## INPUT DATA

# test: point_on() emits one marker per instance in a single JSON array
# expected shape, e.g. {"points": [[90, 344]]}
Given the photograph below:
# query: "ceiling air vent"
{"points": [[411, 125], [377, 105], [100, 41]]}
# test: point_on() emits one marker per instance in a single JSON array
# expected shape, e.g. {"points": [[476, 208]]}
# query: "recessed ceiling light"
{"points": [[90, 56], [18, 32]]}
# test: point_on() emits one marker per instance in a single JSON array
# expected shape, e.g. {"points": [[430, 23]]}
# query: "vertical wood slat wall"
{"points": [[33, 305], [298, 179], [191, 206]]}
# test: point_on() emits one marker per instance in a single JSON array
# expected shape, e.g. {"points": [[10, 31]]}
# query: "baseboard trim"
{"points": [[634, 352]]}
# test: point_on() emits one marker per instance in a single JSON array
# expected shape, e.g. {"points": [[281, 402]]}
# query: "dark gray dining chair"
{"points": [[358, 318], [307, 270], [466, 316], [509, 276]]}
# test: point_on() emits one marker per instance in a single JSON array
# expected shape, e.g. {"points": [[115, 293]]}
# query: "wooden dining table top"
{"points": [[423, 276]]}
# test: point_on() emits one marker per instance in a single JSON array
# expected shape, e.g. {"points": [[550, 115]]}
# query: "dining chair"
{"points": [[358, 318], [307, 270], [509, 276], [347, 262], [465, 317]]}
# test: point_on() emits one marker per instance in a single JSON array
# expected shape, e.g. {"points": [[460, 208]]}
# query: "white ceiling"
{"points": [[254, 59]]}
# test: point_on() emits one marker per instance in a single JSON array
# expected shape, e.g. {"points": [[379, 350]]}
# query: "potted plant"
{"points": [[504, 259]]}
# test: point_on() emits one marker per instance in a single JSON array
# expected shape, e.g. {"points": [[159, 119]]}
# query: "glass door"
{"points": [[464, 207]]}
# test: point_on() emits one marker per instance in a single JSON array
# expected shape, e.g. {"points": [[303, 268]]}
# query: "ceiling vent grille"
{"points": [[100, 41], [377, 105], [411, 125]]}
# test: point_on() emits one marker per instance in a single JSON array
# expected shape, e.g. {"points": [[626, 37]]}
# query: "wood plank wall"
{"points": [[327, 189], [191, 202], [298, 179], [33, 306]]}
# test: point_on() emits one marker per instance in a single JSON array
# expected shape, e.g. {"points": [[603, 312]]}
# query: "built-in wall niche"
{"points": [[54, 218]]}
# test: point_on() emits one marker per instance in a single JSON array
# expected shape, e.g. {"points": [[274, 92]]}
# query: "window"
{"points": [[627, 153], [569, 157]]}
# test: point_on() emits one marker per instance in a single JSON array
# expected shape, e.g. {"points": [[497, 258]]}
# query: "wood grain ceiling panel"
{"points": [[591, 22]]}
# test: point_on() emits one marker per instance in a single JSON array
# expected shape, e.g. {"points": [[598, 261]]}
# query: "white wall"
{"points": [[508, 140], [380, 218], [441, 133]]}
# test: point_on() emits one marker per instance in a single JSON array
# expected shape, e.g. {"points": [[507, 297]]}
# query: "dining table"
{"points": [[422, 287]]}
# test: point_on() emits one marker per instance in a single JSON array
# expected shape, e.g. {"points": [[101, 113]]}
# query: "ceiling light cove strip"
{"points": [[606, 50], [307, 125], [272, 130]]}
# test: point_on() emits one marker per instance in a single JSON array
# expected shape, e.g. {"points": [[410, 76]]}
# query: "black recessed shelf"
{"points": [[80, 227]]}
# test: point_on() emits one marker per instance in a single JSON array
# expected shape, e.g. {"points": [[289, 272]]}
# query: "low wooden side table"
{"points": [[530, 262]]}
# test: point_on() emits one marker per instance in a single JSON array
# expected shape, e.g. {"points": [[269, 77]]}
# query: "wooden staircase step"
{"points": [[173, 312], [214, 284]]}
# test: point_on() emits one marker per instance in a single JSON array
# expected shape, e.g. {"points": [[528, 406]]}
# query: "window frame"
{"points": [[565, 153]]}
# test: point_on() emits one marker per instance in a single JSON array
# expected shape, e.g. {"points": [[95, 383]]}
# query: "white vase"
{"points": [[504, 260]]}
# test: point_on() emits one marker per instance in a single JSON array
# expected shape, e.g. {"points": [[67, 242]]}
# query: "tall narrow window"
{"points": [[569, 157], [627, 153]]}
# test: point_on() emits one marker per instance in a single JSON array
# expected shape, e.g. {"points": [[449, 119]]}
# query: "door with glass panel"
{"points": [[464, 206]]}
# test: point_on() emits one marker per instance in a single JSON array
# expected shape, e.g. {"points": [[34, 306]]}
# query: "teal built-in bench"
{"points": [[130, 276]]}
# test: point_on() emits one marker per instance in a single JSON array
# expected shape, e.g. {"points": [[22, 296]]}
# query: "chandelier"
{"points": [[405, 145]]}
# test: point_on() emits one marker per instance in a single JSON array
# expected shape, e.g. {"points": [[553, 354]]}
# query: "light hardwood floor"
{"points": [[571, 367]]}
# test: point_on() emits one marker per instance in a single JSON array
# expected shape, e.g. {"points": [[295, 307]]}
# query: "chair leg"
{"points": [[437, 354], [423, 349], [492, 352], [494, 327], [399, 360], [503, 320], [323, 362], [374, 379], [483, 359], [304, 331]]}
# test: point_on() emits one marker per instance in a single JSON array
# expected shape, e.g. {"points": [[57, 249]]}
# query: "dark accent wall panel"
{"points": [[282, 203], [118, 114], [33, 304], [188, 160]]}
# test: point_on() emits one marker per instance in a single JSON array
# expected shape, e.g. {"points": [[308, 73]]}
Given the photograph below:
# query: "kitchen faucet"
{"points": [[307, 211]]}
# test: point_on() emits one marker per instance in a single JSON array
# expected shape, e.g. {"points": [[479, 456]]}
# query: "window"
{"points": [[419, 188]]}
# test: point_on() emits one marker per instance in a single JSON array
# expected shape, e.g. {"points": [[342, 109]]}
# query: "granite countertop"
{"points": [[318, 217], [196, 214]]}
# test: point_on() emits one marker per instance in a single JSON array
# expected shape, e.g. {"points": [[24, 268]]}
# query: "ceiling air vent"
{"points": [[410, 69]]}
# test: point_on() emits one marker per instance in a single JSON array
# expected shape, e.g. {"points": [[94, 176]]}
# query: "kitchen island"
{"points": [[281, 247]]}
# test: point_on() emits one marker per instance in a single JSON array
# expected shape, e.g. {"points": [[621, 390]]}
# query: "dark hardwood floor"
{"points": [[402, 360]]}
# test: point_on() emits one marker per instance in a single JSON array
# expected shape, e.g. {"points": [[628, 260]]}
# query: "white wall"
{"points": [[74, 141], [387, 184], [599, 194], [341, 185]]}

## REQUIREMENT
Everything in the listing should be given again word for word.

## SOLVED EXERCISE
# test: point_on() emits one marker per instance in a single JSON array
# expected shape, e.g. {"points": [[90, 344]]}
Given the photograph below:
# query: "ceiling air vent"
{"points": [[411, 125], [377, 105], [100, 41]]}
# test: point_on() emits one marker per instance in a single JSON array
# expected shape, e.g. {"points": [[476, 208]]}
# query: "recessed ceiling light"
{"points": [[90, 56], [18, 32]]}
# test: point_on() emits one marker per instance in a single JSON array
# expected shape, e.g. {"points": [[430, 23]]}
# query: "vertical wood slat wall"
{"points": [[33, 305], [298, 179], [191, 206]]}
# test: point_on() emits one marker per instance in a single JSON array
# expected shape, e.g. {"points": [[10, 31]]}
# query: "baseboard trim"
{"points": [[634, 352]]}
# test: point_on() emits one marker per instance in a single JSON array
# expected shape, e.g. {"points": [[281, 402]]}
# query: "dark gray dining chair"
{"points": [[358, 318], [307, 270], [466, 316], [509, 276]]}
# test: point_on() emits one marker per instance in a single JSON array
# expected shape, e.g. {"points": [[115, 293]]}
# query: "wooden dining table top"
{"points": [[423, 276]]}
# test: point_on() emits one marker per instance in a single JSON array
# expected shape, e.g. {"points": [[550, 115]]}
# query: "dining chair"
{"points": [[358, 318], [307, 270], [509, 276], [347, 262], [465, 317]]}
# test: point_on() emits one marker per instance in a single JSON array
# expected shape, e.g. {"points": [[460, 208]]}
# query: "white ceiling"
{"points": [[254, 59]]}
# test: point_on() emits one marker per instance in a single JSON array
# expected shape, e.g. {"points": [[379, 350]]}
# query: "potted plant"
{"points": [[504, 259]]}
# test: point_on() emits one marker per instance in a single JSON array
# expected shape, e.g. {"points": [[159, 119]]}
# query: "glass door"
{"points": [[464, 207]]}
# test: point_on() emits one marker per instance in a single JSON array
# expected shape, e.g. {"points": [[303, 268]]}
# query: "ceiling vent grille"
{"points": [[100, 41], [377, 105], [411, 125]]}
# test: point_on() emits one marker per instance in a single JSON array
# expected shape, e.g. {"points": [[626, 37]]}
# query: "wood plank wall"
{"points": [[327, 189], [191, 202], [298, 179], [33, 306]]}
# test: point_on() emits one marker per instance in a single JSON array
# expected shape, e.g. {"points": [[603, 312]]}
# query: "built-in wall niche"
{"points": [[54, 218]]}
# test: point_on() emits one marker per instance in a single JSON array
# expected shape, e.g. {"points": [[274, 92]]}
# query: "window"
{"points": [[627, 153], [569, 157]]}
# test: point_on() emits one marker per instance in a single JSON array
# expected shape, e.g. {"points": [[497, 258]]}
# query: "wood grain ceiling panel"
{"points": [[591, 22]]}
# test: point_on() emits one marker per instance in a single JSON array
# expected shape, e.g. {"points": [[598, 261]]}
# query: "white wall"
{"points": [[508, 140], [380, 218], [441, 133]]}
# test: point_on() emits one marker per instance in a single JSON array
# expected shape, e.g. {"points": [[507, 297]]}
# query: "dining table"
{"points": [[422, 287]]}
# test: point_on() emits one marker per instance in a single JSON array
# expected shape, e.g. {"points": [[101, 113]]}
# query: "ceiling light cove strip"
{"points": [[606, 50], [307, 125], [272, 130]]}
# test: point_on() emits one marker per instance in a single JSON array
# expected shape, e.g. {"points": [[410, 76]]}
# query: "black recessed shelf"
{"points": [[80, 227]]}
# test: point_on() emits one marker per instance in a single JSON array
# expected shape, e.g. {"points": [[289, 272]]}
# query: "low wooden side table"
{"points": [[530, 262]]}
# test: point_on() emits one marker per instance in a single JSON array
# expected shape, e.g. {"points": [[269, 77]]}
# query: "wooden staircase step"
{"points": [[173, 312], [214, 284]]}
# test: point_on() emits one marker per instance in a single JSON array
# expected shape, e.g. {"points": [[528, 406]]}
# query: "window frame"
{"points": [[565, 153]]}
# test: point_on() emits one marker per instance in a single JSON array
# expected shape, e.g. {"points": [[95, 383]]}
# query: "white vase"
{"points": [[504, 260]]}
# test: point_on() emits one marker per instance in a single JSON array
# expected shape, e.g. {"points": [[67, 242]]}
# query: "tall narrow window"
{"points": [[569, 157], [627, 153]]}
# test: point_on() emits one marker per instance in a single JSON array
# expected shape, e.g. {"points": [[449, 119]]}
# query: "door with glass panel"
{"points": [[464, 206]]}
# test: point_on() emits one marker per instance in a single JSON array
# expected shape, e.g. {"points": [[34, 306]]}
# query: "teal built-in bench"
{"points": [[130, 276]]}
# test: point_on() emits one marker per instance in a single JSON array
# expected shape, e.g. {"points": [[22, 296]]}
# query: "chandelier"
{"points": [[405, 145]]}
# test: point_on() emits one marker per instance in a single JSON array
# expected shape, e.g. {"points": [[553, 354]]}
# query: "light hardwood floor"
{"points": [[571, 367]]}
# test: point_on() emits one marker per instance in a single JSON array
# expected shape, e.g. {"points": [[295, 307]]}
# query: "chair leg"
{"points": [[437, 354], [423, 349], [492, 352], [494, 327], [399, 360], [503, 320], [323, 362], [374, 379], [483, 359], [304, 331]]}
# test: point_on() emits one marker per instance in a single JSON array
# expected shape, e.g. {"points": [[57, 249]]}
# query: "dark accent wall panel"
{"points": [[282, 203], [118, 114], [33, 304], [188, 160]]}
# test: point_on() emits one marker per instance in a single JSON array
# expected shape, e.g. {"points": [[308, 73]]}
Given the photograph below:
# query: "kitchen faucet"
{"points": [[307, 211]]}
# test: point_on() emits one marker per instance in a single JSON array
# expected shape, e.g. {"points": [[479, 456]]}
# query: "window"
{"points": [[419, 188]]}
# test: point_on() emits one marker per instance in a single JSON array
# expected shape, e.g. {"points": [[342, 109]]}
# query: "granite countertop"
{"points": [[318, 217], [196, 214]]}
# test: point_on() emits one marker per instance in a single JSON array
# expected shape, e.g. {"points": [[24, 268]]}
# query: "ceiling air vent"
{"points": [[410, 69]]}
# test: point_on() emits one marker per instance in a single JSON array
# expected shape, e.g. {"points": [[94, 176]]}
# query: "kitchen island"
{"points": [[281, 247]]}
# test: point_on() emits one marker per instance in a single JSON array
# expected shape, e.g. {"points": [[621, 390]]}
# query: "dark hardwood floor"
{"points": [[402, 360]]}
# test: point_on() emits one marker per instance in a single JSON array
# expected shape, e.g. {"points": [[628, 260]]}
# query: "white wall"
{"points": [[74, 141], [387, 184], [599, 194], [341, 185]]}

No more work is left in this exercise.